Instructions to follow: In the article on the Edgemont Community Council's massage parlor proposal, who drafted the measure?
Text provided below:
ECC PROPOSES LANDMARK LEGISLATION TO CLOSE TOWN'S ILLICIT MASSAGE PARLORS

Charming SpaThe Edgemont Community Council this week proposed landmark legislation that would effectively close massage parlors operating in the Town as houses of prostitution.  The ten-page proposal was unanimously approved at the regular monthly meeting of the ECC’s directors held this past Monday, and submitted to the Town today.

The legislation was prepared after Greenburgh Police Chief Chris McNerney told the ECC in October that because of a lack of effective regulation by the Town, Edgemont had become the illicit massage parlor capital of Westchester County.

ECC president Bob Bernstein, who drafted the measure, said a Google search for “adult massages” in Westchester showed advertisements for what appeared to be at least six illicit massage parlors in business on a short stretch of Central Avenue in Edgemont.  He believes all would probably have to close if the legislation is adopted by the Greenburgh Town Board.

The ads all showed pictures of young, scantily clad women, most of whom appeared to be Asian with phone numbers across each picture. One ad offered “nice, pretty Korean/Japanese girl;” another ad offered “beautiful Asian masseuses” and “VIP service.”

Mr. Bernstein credited Edgemont resident David DePietto with spearheading the effort to get the Town to do something about the proliferation of illicit massage parlors in Edgemont.   Mr. DePietto said that when he first started asking the Town to crack down on these establishments with new laws a few years ago, which the Town did not do, the number of such establishments in the Edgemont area has doubled.  Mr. DePietto spoke in favor of the ECC’s proposal at the ECC meeting Monday night.

Town Supervisor Paul Feiner said today he would introduce the ECC proposal. However, it was unclear whether anyone else on the town board would second Mr. Feiner’s motion to introduce the measure. Without anyone willing to second the motion, the board will not be able to schedule a public hearing to consider whether to adopt the proposal.  Mr. Feiner notably did not include adopting any law regulating massage establishments on his list of 50 “goals” for 2015.

Prior efforts by the ECC to get the Town to adopt legislation that the ECC has drafted have gone nowhere, either because no one seconded the measure when it was introduced or if it was seconded, the town board simply chose not to take it up.
End of Text provided.
Data excerpts below:
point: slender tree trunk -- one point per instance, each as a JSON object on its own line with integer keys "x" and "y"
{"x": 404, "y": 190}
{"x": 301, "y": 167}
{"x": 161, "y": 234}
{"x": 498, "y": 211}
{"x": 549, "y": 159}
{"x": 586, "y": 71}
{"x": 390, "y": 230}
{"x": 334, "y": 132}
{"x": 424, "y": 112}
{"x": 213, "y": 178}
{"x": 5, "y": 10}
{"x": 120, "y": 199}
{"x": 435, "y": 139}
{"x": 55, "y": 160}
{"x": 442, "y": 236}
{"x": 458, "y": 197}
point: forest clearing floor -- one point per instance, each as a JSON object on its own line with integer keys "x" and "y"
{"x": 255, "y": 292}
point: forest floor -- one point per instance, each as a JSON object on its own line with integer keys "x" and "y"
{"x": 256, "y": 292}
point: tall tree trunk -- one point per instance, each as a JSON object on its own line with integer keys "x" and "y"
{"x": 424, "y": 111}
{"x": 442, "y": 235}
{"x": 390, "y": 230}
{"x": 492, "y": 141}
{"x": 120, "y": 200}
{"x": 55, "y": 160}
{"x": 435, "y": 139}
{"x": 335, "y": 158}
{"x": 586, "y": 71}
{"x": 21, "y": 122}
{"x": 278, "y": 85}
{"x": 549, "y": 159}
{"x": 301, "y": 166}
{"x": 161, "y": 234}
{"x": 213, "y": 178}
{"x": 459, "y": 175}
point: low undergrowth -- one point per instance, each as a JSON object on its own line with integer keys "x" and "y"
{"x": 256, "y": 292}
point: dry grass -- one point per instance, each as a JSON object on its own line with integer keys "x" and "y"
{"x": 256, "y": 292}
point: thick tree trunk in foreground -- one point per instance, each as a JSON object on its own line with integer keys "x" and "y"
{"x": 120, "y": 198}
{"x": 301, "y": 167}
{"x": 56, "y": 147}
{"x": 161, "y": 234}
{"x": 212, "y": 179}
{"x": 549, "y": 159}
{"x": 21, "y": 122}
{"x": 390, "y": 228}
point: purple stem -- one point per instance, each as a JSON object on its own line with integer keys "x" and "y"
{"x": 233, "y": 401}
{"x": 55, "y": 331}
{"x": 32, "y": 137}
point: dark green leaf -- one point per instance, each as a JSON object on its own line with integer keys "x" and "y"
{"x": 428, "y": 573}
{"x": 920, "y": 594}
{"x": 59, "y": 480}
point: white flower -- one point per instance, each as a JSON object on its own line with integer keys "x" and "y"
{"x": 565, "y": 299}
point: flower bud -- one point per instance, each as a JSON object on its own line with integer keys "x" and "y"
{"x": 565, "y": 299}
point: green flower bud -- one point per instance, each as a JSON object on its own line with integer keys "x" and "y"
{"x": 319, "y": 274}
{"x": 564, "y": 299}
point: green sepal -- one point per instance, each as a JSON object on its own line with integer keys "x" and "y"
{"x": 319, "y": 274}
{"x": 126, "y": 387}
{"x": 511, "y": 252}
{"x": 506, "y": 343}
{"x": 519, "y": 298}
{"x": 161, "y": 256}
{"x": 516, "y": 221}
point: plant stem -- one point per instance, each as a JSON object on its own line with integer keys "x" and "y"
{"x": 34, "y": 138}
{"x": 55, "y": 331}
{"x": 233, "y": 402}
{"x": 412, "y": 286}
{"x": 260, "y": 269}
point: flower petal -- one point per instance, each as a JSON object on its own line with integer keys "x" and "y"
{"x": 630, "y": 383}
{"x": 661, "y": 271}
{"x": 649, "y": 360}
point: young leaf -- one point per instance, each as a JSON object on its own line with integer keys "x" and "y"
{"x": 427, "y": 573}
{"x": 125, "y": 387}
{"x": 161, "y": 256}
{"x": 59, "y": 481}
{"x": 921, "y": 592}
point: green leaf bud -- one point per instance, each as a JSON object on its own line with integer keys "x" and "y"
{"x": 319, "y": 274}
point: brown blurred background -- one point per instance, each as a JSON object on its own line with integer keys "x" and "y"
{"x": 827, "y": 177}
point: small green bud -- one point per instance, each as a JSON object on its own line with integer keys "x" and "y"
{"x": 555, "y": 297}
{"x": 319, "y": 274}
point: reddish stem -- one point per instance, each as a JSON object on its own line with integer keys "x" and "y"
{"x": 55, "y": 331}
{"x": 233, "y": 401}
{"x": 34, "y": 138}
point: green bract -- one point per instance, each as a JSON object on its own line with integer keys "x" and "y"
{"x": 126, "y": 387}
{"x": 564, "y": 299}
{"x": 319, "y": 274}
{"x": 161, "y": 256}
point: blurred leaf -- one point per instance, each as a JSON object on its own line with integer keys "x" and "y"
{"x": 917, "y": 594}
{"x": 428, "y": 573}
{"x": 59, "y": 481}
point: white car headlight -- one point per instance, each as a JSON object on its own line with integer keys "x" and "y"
End of Data excerpts.
Solved problem: ECC president Bob Bernstein drafted the measure.